*Stated goal*:
Begin at the line that contains "Please put a point on the small" and repeat every line from there to the end of the records below, inclusive, without adding any other line.

*Data provided*:
▬▬▬▬▬▬

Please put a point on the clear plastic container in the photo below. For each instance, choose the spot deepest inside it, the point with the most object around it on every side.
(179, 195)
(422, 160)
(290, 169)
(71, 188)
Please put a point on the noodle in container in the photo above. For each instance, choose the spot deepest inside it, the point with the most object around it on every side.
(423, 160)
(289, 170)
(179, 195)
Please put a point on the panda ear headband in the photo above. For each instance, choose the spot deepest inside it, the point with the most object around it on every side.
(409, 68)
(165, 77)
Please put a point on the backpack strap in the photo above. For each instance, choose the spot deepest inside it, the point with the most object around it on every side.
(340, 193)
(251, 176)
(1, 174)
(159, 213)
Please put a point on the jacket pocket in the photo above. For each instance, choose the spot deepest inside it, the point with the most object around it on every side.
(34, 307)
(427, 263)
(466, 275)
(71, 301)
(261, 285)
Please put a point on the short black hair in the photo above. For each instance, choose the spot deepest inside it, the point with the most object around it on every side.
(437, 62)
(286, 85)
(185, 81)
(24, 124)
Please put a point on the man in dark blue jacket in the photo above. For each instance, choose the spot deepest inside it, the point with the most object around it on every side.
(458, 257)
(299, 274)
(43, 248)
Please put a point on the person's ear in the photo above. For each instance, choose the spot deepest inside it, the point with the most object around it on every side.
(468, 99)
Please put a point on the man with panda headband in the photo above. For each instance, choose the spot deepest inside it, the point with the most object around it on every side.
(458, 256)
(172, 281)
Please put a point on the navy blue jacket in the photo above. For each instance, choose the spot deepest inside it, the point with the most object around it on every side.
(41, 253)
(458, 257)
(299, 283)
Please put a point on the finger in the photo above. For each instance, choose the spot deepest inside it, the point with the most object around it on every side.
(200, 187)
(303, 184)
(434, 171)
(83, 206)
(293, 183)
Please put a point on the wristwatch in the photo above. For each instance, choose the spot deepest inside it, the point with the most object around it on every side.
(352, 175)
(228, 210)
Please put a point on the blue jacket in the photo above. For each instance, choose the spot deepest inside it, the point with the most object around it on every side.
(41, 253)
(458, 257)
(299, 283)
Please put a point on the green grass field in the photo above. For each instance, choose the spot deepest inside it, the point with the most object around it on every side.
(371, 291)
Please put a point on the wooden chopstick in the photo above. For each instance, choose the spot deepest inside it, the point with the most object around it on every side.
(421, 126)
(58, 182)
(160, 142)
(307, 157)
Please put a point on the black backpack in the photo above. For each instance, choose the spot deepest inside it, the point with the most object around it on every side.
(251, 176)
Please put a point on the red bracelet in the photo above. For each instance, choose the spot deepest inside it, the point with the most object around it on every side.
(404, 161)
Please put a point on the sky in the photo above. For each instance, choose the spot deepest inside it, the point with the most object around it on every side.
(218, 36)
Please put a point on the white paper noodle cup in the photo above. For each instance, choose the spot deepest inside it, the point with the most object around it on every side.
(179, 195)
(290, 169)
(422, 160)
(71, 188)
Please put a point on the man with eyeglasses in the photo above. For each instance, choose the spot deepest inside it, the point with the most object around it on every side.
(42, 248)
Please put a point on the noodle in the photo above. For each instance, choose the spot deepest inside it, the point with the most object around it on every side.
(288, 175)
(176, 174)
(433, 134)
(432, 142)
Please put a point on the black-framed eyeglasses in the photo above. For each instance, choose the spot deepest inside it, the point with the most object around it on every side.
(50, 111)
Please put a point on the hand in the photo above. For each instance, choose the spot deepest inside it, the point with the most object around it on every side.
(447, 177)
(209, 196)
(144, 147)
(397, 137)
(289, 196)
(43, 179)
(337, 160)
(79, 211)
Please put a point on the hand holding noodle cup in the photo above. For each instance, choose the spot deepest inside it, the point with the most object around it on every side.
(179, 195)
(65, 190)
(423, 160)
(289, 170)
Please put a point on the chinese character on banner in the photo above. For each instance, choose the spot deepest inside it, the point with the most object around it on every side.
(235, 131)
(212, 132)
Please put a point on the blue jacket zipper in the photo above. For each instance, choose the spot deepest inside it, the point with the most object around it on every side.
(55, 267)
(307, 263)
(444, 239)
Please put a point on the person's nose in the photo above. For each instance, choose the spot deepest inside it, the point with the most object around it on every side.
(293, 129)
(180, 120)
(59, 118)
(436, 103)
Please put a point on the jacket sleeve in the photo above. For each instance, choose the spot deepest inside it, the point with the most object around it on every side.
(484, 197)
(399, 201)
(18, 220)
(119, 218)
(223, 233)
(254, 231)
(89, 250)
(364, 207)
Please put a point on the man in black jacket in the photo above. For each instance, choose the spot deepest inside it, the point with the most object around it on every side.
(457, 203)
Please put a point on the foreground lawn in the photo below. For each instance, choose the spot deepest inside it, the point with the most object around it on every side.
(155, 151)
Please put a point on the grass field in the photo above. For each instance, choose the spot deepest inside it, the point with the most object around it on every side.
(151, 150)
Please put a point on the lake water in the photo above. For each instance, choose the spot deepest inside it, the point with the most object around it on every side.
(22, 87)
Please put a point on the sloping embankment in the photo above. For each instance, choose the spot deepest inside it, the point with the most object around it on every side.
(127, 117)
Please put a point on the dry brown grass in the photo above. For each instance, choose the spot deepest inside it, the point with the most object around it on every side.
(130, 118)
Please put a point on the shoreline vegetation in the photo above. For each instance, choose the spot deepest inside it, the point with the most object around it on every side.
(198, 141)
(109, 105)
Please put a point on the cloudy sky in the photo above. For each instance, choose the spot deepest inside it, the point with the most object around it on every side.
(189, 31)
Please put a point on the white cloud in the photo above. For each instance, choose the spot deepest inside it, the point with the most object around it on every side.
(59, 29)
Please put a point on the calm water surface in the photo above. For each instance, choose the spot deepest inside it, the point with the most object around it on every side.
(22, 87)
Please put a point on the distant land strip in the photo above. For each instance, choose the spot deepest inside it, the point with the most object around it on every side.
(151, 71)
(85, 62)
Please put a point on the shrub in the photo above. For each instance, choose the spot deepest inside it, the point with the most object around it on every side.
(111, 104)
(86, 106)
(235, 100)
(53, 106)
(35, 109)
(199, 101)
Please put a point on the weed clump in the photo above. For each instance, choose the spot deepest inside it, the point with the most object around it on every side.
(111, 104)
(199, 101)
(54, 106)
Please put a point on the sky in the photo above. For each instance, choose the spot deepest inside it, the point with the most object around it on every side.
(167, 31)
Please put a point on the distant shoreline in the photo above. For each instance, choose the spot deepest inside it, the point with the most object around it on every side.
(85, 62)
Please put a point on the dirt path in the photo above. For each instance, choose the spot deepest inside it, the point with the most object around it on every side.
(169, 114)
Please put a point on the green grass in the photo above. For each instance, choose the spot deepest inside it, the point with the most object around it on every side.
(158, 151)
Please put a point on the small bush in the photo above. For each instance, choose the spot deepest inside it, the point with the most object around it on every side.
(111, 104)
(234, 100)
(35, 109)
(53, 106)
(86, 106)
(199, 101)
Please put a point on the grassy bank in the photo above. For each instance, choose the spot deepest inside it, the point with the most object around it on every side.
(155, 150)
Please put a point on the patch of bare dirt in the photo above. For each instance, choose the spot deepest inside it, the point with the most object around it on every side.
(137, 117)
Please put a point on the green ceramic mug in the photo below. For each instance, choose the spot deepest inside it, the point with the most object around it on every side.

▬▬▬▬▬▬

*Exercise output*:
Please put a point on the small bush in the photo above. For each instance, choose the spot deepest inside it, the point with the most object around it on every side.
(111, 104)
(234, 100)
(35, 109)
(53, 106)
(86, 106)
(199, 101)
Please put a point on the grassy bank in the photo above. For each instance, choose the spot deepest inside it, the point with the most object around it on every side.
(155, 150)
Please put a point on the patch of bare dirt in the photo above. For each instance, choose the spot deepest inside it, the point with the most object around it on every side.
(137, 117)
Please put a point on the green ceramic mug in the photo below. For each instance, choose the spot deepest inside it, the point with the most object around it on every side.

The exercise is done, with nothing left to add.